Find each line in the material below that contains the word "hurling" and copy those lines.

....................

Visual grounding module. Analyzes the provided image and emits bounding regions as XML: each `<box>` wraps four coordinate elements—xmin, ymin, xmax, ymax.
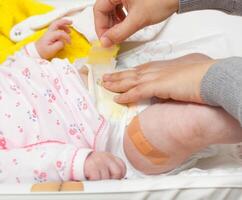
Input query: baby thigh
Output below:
<box><xmin>124</xmin><ymin>102</ymin><xmax>242</xmax><ymax>174</ymax></box>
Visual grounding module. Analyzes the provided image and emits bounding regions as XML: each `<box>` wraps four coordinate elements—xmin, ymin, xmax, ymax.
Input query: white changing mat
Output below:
<box><xmin>0</xmin><ymin>0</ymin><xmax>242</xmax><ymax>200</ymax></box>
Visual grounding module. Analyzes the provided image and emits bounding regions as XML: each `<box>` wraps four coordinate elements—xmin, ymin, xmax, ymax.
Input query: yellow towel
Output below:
<box><xmin>0</xmin><ymin>0</ymin><xmax>90</xmax><ymax>63</ymax></box>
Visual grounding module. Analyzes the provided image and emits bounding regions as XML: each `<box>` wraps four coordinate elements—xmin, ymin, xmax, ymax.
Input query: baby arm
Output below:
<box><xmin>0</xmin><ymin>141</ymin><xmax>92</xmax><ymax>183</ymax></box>
<box><xmin>0</xmin><ymin>142</ymin><xmax>126</xmax><ymax>183</ymax></box>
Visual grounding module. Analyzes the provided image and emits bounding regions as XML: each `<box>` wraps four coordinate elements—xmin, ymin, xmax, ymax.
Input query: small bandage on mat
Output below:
<box><xmin>31</xmin><ymin>181</ymin><xmax>84</xmax><ymax>192</ymax></box>
<box><xmin>127</xmin><ymin>116</ymin><xmax>168</xmax><ymax>165</ymax></box>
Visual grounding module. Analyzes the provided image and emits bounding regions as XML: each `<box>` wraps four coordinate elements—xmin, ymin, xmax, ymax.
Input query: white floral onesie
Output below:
<box><xmin>0</xmin><ymin>44</ymin><xmax>109</xmax><ymax>183</ymax></box>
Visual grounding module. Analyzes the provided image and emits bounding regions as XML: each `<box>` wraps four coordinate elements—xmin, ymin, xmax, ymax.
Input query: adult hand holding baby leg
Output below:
<box><xmin>94</xmin><ymin>0</ymin><xmax>179</xmax><ymax>47</ymax></box>
<box><xmin>35</xmin><ymin>19</ymin><xmax>72</xmax><ymax>59</ymax></box>
<box><xmin>103</xmin><ymin>54</ymin><xmax>216</xmax><ymax>104</ymax></box>
<box><xmin>84</xmin><ymin>152</ymin><xmax>126</xmax><ymax>181</ymax></box>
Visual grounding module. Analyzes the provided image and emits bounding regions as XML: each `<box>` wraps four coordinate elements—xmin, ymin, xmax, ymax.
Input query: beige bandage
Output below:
<box><xmin>31</xmin><ymin>181</ymin><xmax>84</xmax><ymax>192</ymax></box>
<box><xmin>127</xmin><ymin>116</ymin><xmax>168</xmax><ymax>165</ymax></box>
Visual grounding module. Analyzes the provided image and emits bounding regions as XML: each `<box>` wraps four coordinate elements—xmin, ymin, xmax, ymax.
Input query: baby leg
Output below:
<box><xmin>124</xmin><ymin>102</ymin><xmax>242</xmax><ymax>174</ymax></box>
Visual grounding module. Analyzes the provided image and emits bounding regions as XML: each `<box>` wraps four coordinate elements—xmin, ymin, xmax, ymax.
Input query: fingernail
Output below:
<box><xmin>103</xmin><ymin>74</ymin><xmax>111</xmax><ymax>81</ymax></box>
<box><xmin>100</xmin><ymin>36</ymin><xmax>113</xmax><ymax>47</ymax></box>
<box><xmin>113</xmin><ymin>95</ymin><xmax>120</xmax><ymax>102</ymax></box>
<box><xmin>103</xmin><ymin>82</ymin><xmax>112</xmax><ymax>87</ymax></box>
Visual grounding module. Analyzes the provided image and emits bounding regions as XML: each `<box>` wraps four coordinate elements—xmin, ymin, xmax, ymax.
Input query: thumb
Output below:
<box><xmin>100</xmin><ymin>10</ymin><xmax>145</xmax><ymax>47</ymax></box>
<box><xmin>114</xmin><ymin>81</ymin><xmax>159</xmax><ymax>104</ymax></box>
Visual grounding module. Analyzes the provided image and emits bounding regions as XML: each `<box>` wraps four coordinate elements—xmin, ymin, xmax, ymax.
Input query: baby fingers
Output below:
<box><xmin>49</xmin><ymin>19</ymin><xmax>72</xmax><ymax>33</ymax></box>
<box><xmin>50</xmin><ymin>30</ymin><xmax>71</xmax><ymax>43</ymax></box>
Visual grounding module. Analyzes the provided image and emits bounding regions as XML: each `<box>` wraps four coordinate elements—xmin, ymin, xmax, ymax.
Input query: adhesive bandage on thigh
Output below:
<box><xmin>127</xmin><ymin>116</ymin><xmax>168</xmax><ymax>165</ymax></box>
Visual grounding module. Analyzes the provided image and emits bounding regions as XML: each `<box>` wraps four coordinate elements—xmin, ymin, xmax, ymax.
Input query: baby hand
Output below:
<box><xmin>35</xmin><ymin>19</ymin><xmax>72</xmax><ymax>59</ymax></box>
<box><xmin>84</xmin><ymin>152</ymin><xmax>126</xmax><ymax>181</ymax></box>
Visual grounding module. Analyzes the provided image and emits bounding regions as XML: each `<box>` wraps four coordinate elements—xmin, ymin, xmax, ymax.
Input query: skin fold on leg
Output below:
<box><xmin>124</xmin><ymin>102</ymin><xmax>242</xmax><ymax>175</ymax></box>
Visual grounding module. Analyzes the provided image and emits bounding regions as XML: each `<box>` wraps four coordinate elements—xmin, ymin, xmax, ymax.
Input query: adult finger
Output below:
<box><xmin>103</xmin><ymin>70</ymin><xmax>138</xmax><ymax>81</ymax></box>
<box><xmin>103</xmin><ymin>73</ymin><xmax>160</xmax><ymax>92</ymax></box>
<box><xmin>114</xmin><ymin>81</ymin><xmax>163</xmax><ymax>104</ymax></box>
<box><xmin>115</xmin><ymin>157</ymin><xmax>127</xmax><ymax>178</ymax></box>
<box><xmin>100</xmin><ymin>163</ymin><xmax>111</xmax><ymax>180</ymax></box>
<box><xmin>94</xmin><ymin>0</ymin><xmax>122</xmax><ymax>38</ymax></box>
<box><xmin>49</xmin><ymin>19</ymin><xmax>72</xmax><ymax>31</ymax></box>
<box><xmin>50</xmin><ymin>30</ymin><xmax>71</xmax><ymax>43</ymax></box>
<box><xmin>100</xmin><ymin>9</ymin><xmax>145</xmax><ymax>47</ymax></box>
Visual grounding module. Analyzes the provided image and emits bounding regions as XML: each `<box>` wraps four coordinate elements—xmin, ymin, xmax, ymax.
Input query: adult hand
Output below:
<box><xmin>94</xmin><ymin>0</ymin><xmax>179</xmax><ymax>47</ymax></box>
<box><xmin>35</xmin><ymin>19</ymin><xmax>72</xmax><ymax>59</ymax></box>
<box><xmin>103</xmin><ymin>54</ymin><xmax>216</xmax><ymax>104</ymax></box>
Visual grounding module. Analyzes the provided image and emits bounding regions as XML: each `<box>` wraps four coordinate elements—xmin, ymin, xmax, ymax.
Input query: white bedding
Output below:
<box><xmin>0</xmin><ymin>0</ymin><xmax>242</xmax><ymax>200</ymax></box>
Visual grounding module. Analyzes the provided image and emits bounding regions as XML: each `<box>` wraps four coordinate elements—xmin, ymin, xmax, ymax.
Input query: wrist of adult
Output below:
<box><xmin>178</xmin><ymin>0</ymin><xmax>235</xmax><ymax>14</ymax></box>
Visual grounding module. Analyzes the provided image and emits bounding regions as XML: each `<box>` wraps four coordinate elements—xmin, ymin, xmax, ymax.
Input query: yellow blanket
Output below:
<box><xmin>0</xmin><ymin>0</ymin><xmax>90</xmax><ymax>63</ymax></box>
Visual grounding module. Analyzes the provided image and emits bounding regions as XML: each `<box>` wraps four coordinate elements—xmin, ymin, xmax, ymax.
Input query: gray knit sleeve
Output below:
<box><xmin>178</xmin><ymin>0</ymin><xmax>242</xmax><ymax>15</ymax></box>
<box><xmin>201</xmin><ymin>57</ymin><xmax>242</xmax><ymax>125</ymax></box>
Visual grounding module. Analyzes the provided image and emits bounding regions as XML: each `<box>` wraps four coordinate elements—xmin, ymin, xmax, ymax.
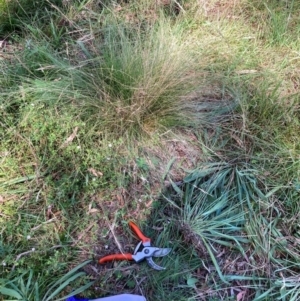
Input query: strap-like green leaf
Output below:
<box><xmin>0</xmin><ymin>287</ymin><xmax>23</xmax><ymax>300</ymax></box>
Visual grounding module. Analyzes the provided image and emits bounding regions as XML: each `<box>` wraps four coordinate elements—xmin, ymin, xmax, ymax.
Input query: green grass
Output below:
<box><xmin>0</xmin><ymin>0</ymin><xmax>300</xmax><ymax>301</ymax></box>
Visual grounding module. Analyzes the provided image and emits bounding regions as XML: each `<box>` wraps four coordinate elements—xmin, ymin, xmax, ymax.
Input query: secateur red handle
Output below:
<box><xmin>129</xmin><ymin>221</ymin><xmax>151</xmax><ymax>243</ymax></box>
<box><xmin>99</xmin><ymin>253</ymin><xmax>133</xmax><ymax>264</ymax></box>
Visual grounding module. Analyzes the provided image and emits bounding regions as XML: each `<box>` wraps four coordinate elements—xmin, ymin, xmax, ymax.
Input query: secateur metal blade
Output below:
<box><xmin>146</xmin><ymin>248</ymin><xmax>172</xmax><ymax>271</ymax></box>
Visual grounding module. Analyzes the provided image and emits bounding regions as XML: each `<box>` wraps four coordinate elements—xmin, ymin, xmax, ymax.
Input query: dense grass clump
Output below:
<box><xmin>0</xmin><ymin>0</ymin><xmax>300</xmax><ymax>301</ymax></box>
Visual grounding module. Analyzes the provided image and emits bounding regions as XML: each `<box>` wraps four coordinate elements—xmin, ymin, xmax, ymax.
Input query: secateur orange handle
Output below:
<box><xmin>129</xmin><ymin>221</ymin><xmax>151</xmax><ymax>243</ymax></box>
<box><xmin>99</xmin><ymin>253</ymin><xmax>133</xmax><ymax>264</ymax></box>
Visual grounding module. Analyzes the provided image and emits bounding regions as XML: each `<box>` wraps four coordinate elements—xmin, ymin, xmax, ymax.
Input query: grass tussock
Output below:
<box><xmin>0</xmin><ymin>0</ymin><xmax>300</xmax><ymax>301</ymax></box>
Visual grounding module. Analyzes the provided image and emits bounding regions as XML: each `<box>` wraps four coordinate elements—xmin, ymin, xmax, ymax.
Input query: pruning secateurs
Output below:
<box><xmin>99</xmin><ymin>221</ymin><xmax>172</xmax><ymax>271</ymax></box>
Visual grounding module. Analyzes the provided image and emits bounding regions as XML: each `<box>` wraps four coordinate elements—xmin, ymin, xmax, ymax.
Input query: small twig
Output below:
<box><xmin>31</xmin><ymin>217</ymin><xmax>56</xmax><ymax>231</ymax></box>
<box><xmin>99</xmin><ymin>203</ymin><xmax>125</xmax><ymax>254</ymax></box>
<box><xmin>72</xmin><ymin>222</ymin><xmax>95</xmax><ymax>247</ymax></box>
<box><xmin>173</xmin><ymin>0</ymin><xmax>186</xmax><ymax>13</ymax></box>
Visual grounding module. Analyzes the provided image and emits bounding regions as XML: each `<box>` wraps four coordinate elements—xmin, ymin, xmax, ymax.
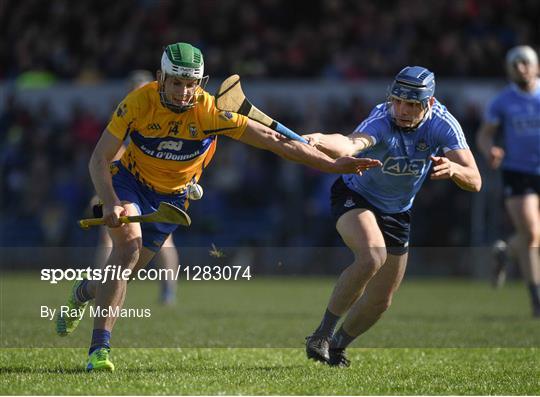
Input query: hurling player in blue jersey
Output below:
<box><xmin>306</xmin><ymin>66</ymin><xmax>481</xmax><ymax>366</ymax></box>
<box><xmin>477</xmin><ymin>46</ymin><xmax>540</xmax><ymax>317</ymax></box>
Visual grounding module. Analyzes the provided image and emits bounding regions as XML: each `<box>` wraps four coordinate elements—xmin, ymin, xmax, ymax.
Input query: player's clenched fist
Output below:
<box><xmin>430</xmin><ymin>156</ymin><xmax>454</xmax><ymax>179</ymax></box>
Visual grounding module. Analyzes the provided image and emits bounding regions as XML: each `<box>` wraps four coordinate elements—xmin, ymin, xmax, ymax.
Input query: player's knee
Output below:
<box><xmin>520</xmin><ymin>229</ymin><xmax>540</xmax><ymax>248</ymax></box>
<box><xmin>114</xmin><ymin>240</ymin><xmax>142</xmax><ymax>266</ymax></box>
<box><xmin>354</xmin><ymin>248</ymin><xmax>386</xmax><ymax>278</ymax></box>
<box><xmin>370</xmin><ymin>296</ymin><xmax>392</xmax><ymax>314</ymax></box>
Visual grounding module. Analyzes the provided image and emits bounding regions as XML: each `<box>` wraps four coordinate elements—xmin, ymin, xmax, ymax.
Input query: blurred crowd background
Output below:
<box><xmin>0</xmin><ymin>0</ymin><xmax>540</xmax><ymax>270</ymax></box>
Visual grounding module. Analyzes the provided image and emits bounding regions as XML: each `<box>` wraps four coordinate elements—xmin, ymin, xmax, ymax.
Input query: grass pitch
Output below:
<box><xmin>0</xmin><ymin>274</ymin><xmax>540</xmax><ymax>395</ymax></box>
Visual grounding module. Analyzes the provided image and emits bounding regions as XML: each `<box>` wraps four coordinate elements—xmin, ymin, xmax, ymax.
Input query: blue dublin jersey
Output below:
<box><xmin>485</xmin><ymin>81</ymin><xmax>540</xmax><ymax>175</ymax></box>
<box><xmin>343</xmin><ymin>101</ymin><xmax>469</xmax><ymax>214</ymax></box>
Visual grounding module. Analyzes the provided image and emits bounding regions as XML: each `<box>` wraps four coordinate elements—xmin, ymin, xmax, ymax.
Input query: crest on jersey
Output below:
<box><xmin>116</xmin><ymin>102</ymin><xmax>127</xmax><ymax>117</ymax></box>
<box><xmin>219</xmin><ymin>111</ymin><xmax>232</xmax><ymax>121</ymax></box>
<box><xmin>416</xmin><ymin>139</ymin><xmax>429</xmax><ymax>152</ymax></box>
<box><xmin>188</xmin><ymin>123</ymin><xmax>197</xmax><ymax>138</ymax></box>
<box><xmin>169</xmin><ymin>121</ymin><xmax>182</xmax><ymax>135</ymax></box>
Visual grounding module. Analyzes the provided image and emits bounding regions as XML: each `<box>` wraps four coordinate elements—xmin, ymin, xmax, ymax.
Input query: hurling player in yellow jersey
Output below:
<box><xmin>57</xmin><ymin>43</ymin><xmax>381</xmax><ymax>371</ymax></box>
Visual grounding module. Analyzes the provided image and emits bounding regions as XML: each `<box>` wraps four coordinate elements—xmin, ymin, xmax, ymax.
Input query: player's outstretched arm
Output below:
<box><xmin>88</xmin><ymin>129</ymin><xmax>125</xmax><ymax>227</ymax></box>
<box><xmin>303</xmin><ymin>132</ymin><xmax>374</xmax><ymax>159</ymax></box>
<box><xmin>240</xmin><ymin>120</ymin><xmax>381</xmax><ymax>174</ymax></box>
<box><xmin>431</xmin><ymin>149</ymin><xmax>482</xmax><ymax>192</ymax></box>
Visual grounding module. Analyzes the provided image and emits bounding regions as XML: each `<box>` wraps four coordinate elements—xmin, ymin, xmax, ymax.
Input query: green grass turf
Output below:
<box><xmin>0</xmin><ymin>348</ymin><xmax>540</xmax><ymax>395</ymax></box>
<box><xmin>0</xmin><ymin>273</ymin><xmax>540</xmax><ymax>394</ymax></box>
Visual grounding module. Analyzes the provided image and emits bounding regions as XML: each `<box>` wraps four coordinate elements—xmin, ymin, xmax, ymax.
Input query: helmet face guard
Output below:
<box><xmin>387</xmin><ymin>66</ymin><xmax>435</xmax><ymax>131</ymax></box>
<box><xmin>506</xmin><ymin>45</ymin><xmax>538</xmax><ymax>83</ymax></box>
<box><xmin>158</xmin><ymin>43</ymin><xmax>208</xmax><ymax>113</ymax></box>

....................

* [Answer to this exercise]:
Input query: hurling player in blue jersey
Input query: hurling player in yellow jersey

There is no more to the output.